(Excerpt from a dataset)
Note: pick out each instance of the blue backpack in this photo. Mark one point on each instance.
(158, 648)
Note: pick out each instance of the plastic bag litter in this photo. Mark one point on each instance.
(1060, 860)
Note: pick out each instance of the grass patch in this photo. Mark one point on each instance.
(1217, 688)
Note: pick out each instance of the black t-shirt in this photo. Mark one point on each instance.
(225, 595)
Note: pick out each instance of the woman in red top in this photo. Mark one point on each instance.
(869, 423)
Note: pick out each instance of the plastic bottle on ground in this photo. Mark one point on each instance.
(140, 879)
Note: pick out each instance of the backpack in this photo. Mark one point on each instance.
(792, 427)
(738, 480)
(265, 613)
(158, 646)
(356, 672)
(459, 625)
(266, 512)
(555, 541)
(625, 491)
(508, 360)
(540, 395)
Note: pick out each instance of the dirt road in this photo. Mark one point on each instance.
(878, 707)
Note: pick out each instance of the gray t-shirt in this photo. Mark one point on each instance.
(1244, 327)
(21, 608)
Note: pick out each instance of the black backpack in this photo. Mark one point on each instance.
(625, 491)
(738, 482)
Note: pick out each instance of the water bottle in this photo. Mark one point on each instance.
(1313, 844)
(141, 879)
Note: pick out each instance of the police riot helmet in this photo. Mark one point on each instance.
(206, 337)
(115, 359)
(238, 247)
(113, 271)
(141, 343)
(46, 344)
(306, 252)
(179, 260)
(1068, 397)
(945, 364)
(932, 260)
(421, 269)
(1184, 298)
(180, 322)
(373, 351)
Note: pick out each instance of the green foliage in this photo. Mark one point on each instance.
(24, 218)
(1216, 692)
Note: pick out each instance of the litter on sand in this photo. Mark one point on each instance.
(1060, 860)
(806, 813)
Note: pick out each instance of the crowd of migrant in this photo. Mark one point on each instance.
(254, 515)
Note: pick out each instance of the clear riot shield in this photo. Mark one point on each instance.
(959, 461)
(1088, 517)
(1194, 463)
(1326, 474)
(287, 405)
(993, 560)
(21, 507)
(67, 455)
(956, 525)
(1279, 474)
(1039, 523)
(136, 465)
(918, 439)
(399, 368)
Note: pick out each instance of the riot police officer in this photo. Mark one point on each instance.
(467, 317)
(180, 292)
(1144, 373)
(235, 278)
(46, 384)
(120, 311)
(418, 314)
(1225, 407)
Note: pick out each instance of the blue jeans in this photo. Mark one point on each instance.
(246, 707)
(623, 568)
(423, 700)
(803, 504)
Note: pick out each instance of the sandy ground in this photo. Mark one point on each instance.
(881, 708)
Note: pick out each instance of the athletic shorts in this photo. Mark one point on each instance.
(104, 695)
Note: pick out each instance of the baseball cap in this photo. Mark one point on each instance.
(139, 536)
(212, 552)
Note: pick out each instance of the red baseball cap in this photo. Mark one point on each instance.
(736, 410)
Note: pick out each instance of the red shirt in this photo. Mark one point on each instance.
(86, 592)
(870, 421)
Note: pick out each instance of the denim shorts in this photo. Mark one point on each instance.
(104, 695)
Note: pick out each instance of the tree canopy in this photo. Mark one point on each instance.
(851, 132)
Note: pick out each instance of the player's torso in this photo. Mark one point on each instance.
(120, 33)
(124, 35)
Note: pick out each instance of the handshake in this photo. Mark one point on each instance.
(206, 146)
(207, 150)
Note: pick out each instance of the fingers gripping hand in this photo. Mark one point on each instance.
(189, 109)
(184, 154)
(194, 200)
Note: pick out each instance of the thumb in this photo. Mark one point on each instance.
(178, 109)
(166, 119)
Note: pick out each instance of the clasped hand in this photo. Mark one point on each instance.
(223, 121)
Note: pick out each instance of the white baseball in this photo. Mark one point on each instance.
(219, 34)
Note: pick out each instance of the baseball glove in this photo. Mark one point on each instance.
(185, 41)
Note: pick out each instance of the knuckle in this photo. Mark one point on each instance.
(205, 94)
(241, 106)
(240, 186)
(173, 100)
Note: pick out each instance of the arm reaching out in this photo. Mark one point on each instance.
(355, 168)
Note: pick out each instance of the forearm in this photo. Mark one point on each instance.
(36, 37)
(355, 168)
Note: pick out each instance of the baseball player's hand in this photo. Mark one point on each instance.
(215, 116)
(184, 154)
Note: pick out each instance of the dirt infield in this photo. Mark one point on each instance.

Requirement
Quote all the records exactly, please, leaving none out.

Written solution
Note: pick out each instance of the blue backpack in this photo. Mark one point on each instance.
(158, 648)
Note: pick out each instance of the plastic bag litter in this photo. Mark one point on each instance.
(1060, 860)
Note: pick out each instance of the grass patch in this photo. Mark one point on each instance.
(1217, 688)
Note: pick out each instance of the black t-shirt in this photo. Mark one point on each instance.
(225, 595)
Note: pick out each instance of the woman in red top in this photo. Mark one point on each instance.
(869, 423)
Note: pick out each instance of the plastic bottle on ground in this photo. Mark one point on each instance.
(140, 879)
Note: pick out each instance of the backpack in this photo. Mark one point on each instance.
(792, 427)
(738, 480)
(265, 613)
(158, 646)
(356, 672)
(459, 625)
(266, 512)
(555, 541)
(625, 491)
(508, 360)
(540, 395)
Note: pick out each instance of the dirt road in this photo. Mark one point on each instance.
(878, 707)
Note: pick out each instance of the gray t-shirt in this photo. Mark one point on each instance.
(1244, 327)
(21, 608)
Note: pick out each instance of the black backpack in this photo. Mark one point on each instance.
(625, 491)
(738, 482)
Note: pick out each instance of the water bottle in this photo. Mark one point on each instance.
(1313, 844)
(141, 879)
Note: pick out each instance of the police riot helmet in this photo. Mark one point on each instance.
(206, 337)
(115, 359)
(238, 247)
(113, 271)
(141, 343)
(46, 344)
(306, 252)
(179, 260)
(1068, 397)
(945, 364)
(932, 260)
(421, 269)
(1184, 298)
(180, 322)
(373, 351)
Note: pick out each instance of the green foliage in this photo. Mark one point on each instance.
(24, 218)
(1216, 692)
Note: pick out each instance of the litter on sand in this photo. Mark one point on each instance.
(1060, 860)
(806, 813)
Note: pick out each instance of the crowd of migrant in this photo. Mark one point on each instance.
(254, 515)
Note: pick out each instance of the clear riot shield in this photo. Mark one point on each instance.
(959, 461)
(1088, 517)
(1194, 463)
(1326, 474)
(287, 405)
(993, 560)
(21, 507)
(67, 455)
(956, 525)
(1279, 474)
(1039, 523)
(136, 465)
(918, 439)
(399, 368)
Note: pick out each instance of the riot police officer in this photo. Mark one point on each instance.
(467, 317)
(180, 292)
(1144, 373)
(235, 278)
(46, 384)
(120, 311)
(418, 314)
(1225, 407)
Note: pick out each instance of the blue jeans in this photo. Mark one point on each instance.
(246, 707)
(623, 568)
(423, 700)
(803, 504)
Note: pick out each instance of the sandy ground in this photo. Mark one point on each instance.
(881, 708)
Note: pick out each instance of the athletic shorts in this photo. Mark one point on each instance.
(104, 695)
Note: pick out each instance of the baseball cap in this photo. Mark one point on each instance.
(139, 536)
(212, 552)
Note: pick out each instance of the red baseball cap in this photo. Mark one point on each instance.
(736, 410)
Note: pick out each instance of the red shirt in this photo. Mark one point on each instance.
(86, 592)
(870, 421)
Note: pick out each instance of the denim shorts in this photo. Mark one point on each instance.
(104, 695)
Note: pick out each instance of the tree canopy in this photo. Mark one point on each instance.
(851, 132)
Note: pick out each instance of the player's torso in this photo. Mark one point on each instance.
(120, 33)
(124, 35)
Note: pick out each instance of the handshake in this photo. Mark one point on each instance.
(206, 146)
(207, 150)
Note: pick out each instance of the fingers gripping hand in this photo. Mark one point on each instance.
(189, 109)
(184, 154)
(194, 200)
Note: pick out each instance of the thumb in this photo. Mark one point on each instance.
(178, 109)
(166, 119)
Note: pick out each instance of the clasped hand in this photo. Mark one point on each instance.
(223, 121)
Note: pick out each instance of the white baseball in this photo. Mark one point on each instance.
(219, 34)
Note: pick out each instance of the baseball glove in this photo. Mark one point on each instance.
(185, 41)
Note: pick out each instance of the knuckle in this photo. Mark one point on each instance.
(205, 94)
(241, 106)
(240, 186)
(173, 100)
Note: pick out each instance of the arm reaching out in this photo. Mark one point on each instance.
(355, 168)
Note: pick out each instance of the forearm in this photo. Mark one point on each instance.
(36, 37)
(355, 168)
Note: pick out each instance of the baseball player's hand in this photo. Mark one point on each instance.
(215, 116)
(184, 154)
Note: pick out each instance of the dirt infield in this photo. Mark one point on each instance.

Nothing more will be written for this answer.